▶ _Direction_
Everything from the line containing "The response SHOULD mark one point per instance of the cabinet" through the final line of the records must be transcribed verbatim; nothing else belongs in the result.

Point placement records:
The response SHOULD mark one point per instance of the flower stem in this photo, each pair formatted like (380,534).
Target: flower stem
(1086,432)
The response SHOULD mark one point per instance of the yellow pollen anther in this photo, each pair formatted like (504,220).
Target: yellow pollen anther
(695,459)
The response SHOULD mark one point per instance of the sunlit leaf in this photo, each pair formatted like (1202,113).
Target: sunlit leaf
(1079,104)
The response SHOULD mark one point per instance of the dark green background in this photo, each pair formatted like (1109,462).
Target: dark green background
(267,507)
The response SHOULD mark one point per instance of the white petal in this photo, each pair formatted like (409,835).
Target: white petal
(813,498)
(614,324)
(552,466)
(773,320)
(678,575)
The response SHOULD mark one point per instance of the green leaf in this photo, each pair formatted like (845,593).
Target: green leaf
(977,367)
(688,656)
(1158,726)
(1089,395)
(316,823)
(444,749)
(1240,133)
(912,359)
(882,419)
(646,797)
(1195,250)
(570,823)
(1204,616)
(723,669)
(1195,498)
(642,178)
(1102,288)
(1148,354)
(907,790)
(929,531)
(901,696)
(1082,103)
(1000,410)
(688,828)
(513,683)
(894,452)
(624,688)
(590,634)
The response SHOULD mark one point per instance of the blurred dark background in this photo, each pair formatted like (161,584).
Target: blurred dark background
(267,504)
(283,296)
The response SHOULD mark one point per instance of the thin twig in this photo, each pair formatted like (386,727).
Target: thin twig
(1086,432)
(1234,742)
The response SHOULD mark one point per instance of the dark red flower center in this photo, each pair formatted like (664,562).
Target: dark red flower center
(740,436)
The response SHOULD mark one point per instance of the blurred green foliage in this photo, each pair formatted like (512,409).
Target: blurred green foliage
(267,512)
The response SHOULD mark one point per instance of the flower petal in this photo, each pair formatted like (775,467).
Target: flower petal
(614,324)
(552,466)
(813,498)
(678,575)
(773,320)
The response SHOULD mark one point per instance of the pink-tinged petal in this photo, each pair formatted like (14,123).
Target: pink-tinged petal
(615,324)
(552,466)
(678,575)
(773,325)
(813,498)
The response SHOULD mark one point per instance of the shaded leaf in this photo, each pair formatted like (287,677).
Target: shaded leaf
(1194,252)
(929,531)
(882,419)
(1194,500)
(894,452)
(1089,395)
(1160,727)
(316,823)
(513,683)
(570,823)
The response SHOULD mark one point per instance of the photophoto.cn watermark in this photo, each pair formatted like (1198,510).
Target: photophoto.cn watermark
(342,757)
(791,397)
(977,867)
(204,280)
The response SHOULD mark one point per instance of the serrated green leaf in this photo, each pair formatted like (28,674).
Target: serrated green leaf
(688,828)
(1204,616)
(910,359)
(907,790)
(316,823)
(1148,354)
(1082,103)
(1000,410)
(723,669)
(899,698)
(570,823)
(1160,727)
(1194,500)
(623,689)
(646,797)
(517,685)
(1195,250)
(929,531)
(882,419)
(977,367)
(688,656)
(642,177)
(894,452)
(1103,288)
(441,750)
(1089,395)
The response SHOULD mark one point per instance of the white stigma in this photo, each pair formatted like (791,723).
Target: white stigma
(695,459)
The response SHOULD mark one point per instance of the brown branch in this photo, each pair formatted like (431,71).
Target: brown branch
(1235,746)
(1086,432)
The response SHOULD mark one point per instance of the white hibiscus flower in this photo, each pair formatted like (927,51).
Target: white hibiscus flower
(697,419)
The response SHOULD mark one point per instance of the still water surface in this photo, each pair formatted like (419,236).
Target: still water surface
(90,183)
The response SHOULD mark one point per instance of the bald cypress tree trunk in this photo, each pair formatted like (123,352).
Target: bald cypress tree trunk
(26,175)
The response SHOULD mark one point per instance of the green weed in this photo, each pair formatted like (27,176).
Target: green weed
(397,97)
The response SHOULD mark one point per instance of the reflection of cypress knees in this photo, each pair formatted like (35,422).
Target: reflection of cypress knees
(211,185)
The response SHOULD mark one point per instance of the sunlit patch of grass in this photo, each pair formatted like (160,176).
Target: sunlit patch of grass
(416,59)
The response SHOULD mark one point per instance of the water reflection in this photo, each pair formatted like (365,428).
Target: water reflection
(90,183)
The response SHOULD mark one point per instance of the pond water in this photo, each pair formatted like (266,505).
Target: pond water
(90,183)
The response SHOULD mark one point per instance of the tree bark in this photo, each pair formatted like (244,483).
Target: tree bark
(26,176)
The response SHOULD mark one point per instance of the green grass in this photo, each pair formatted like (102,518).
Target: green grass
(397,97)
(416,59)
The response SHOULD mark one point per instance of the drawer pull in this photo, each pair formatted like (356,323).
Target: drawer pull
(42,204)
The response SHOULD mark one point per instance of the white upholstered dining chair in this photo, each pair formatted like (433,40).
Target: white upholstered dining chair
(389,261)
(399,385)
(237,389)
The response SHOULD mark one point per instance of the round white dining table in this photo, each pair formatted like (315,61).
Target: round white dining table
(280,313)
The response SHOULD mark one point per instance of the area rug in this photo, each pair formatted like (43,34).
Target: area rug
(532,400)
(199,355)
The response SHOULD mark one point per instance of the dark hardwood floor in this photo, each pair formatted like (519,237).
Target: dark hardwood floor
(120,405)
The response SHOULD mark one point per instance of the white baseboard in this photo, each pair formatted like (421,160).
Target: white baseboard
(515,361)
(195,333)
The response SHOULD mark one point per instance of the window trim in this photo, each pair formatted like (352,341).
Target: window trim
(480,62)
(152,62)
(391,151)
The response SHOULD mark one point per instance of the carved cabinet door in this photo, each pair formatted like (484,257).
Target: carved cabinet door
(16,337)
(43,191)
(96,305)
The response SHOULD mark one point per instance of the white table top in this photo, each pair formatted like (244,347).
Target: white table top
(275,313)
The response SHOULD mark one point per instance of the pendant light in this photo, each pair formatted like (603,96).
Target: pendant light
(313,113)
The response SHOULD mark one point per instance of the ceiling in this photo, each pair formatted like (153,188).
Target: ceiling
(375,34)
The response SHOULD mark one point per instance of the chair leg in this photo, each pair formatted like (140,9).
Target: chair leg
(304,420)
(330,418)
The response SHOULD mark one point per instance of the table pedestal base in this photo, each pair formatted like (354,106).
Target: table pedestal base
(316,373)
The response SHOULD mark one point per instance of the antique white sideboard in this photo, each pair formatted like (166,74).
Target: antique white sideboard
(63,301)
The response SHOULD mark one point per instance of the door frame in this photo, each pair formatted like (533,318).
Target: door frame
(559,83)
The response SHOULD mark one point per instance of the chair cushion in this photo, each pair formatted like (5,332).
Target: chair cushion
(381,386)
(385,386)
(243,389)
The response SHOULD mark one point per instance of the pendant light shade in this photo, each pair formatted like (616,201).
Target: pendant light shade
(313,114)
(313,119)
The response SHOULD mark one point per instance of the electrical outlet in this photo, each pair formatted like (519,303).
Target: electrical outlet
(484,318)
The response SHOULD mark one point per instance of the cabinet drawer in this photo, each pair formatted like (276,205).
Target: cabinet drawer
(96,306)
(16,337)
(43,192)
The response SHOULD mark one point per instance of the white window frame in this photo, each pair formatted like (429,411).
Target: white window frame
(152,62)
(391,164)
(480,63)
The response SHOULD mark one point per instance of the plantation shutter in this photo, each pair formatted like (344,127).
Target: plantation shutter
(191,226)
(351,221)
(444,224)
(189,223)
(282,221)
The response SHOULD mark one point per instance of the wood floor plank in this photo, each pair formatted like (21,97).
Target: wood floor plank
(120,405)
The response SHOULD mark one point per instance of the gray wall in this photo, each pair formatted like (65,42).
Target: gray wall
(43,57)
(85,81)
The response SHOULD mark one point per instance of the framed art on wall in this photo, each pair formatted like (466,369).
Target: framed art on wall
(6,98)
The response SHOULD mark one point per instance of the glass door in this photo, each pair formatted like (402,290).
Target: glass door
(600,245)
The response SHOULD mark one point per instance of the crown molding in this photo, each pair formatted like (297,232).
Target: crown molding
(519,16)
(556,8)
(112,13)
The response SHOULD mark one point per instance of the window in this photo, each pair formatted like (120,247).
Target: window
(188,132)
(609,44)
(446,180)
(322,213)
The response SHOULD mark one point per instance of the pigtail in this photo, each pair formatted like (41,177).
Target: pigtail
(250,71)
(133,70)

▶ _Written response_
The response SHOULD mark one point per instance of the cabinet drawer in this photo, each pair formatted like (276,205).
Target: cabinet drawer
(96,306)
(16,337)
(43,192)
The response SHOULD mark one point per instance of the white window frame in this photo, each pair formatted like (429,411).
Target: white window frame
(152,62)
(391,164)
(480,63)
The response SHOULD mark one point per instance of the plantation shutter in this photo, each pair formatted like (344,127).
Target: plantation shutter
(191,226)
(351,221)
(444,224)
(189,223)
(282,221)
The response SHOULD mark one point per instance of the wood floor plank in this photo, each pair formatted like (21,97).
Target: wood floor plank
(120,405)
The response SHOULD mark one point per instance of the gray wall in this photo, each pair formatted like (65,42).
Target: gray wall
(43,57)
(85,81)
The response SHOULD mark one point per instance of the framed art on wall in this photo, each pair formatted like (466,369).
Target: framed art on wall
(6,98)
The response SHOULD mark one point per instance of the glass door in this photo, each pair formatted like (402,290).
Target: glass door
(600,245)
The response SHOULD mark one point per instance of the crown molding in this photo, each pair formatted like (297,232).
Target: crown molding
(519,16)
(556,8)
(112,13)
The response SHOULD mark one point per instance of the window in this photo, each pair formatted like (120,247).
Target: window
(188,132)
(609,44)
(446,180)
(322,213)
The response SHOULD mark one point per instance of the pigtail in this photo, each pair formatted like (41,177).
Target: pigtail
(250,71)
(133,70)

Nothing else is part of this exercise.